[Stored data entries]

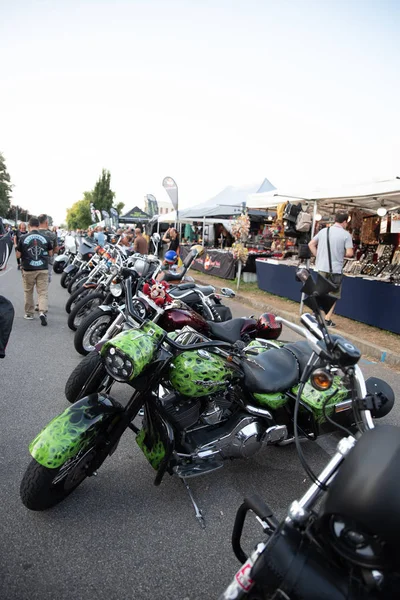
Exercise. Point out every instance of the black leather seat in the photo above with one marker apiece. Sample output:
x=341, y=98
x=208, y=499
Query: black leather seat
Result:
x=206, y=289
x=273, y=371
x=169, y=276
x=302, y=352
x=229, y=331
x=184, y=286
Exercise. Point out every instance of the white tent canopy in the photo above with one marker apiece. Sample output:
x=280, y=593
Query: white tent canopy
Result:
x=228, y=202
x=369, y=196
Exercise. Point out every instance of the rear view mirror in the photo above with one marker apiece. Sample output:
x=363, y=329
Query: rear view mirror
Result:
x=228, y=293
x=318, y=290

#### [PROMPT]
Copy out every line of the stored data entries above verbatim, omitting the pictures.

#### [RESPONSE TO THE TASK]
Exercise. Point out every instance of the black leather seat in the photo above with one marker apiece. Sample output:
x=341, y=98
x=208, y=499
Query: black leather seat
Result:
x=206, y=289
x=273, y=371
x=169, y=276
x=302, y=352
x=229, y=331
x=184, y=286
Exercise. Point out every instance of the white tent canopy in the photo above with one marker apiece. Sample output:
x=280, y=593
Query: white tent canopy
Result:
x=228, y=202
x=369, y=196
Exercise. Point out every instance of the rear view mirror in the photo above with one marker apiece. Sample output:
x=363, y=329
Query: rear view mirror
Result:
x=228, y=293
x=318, y=290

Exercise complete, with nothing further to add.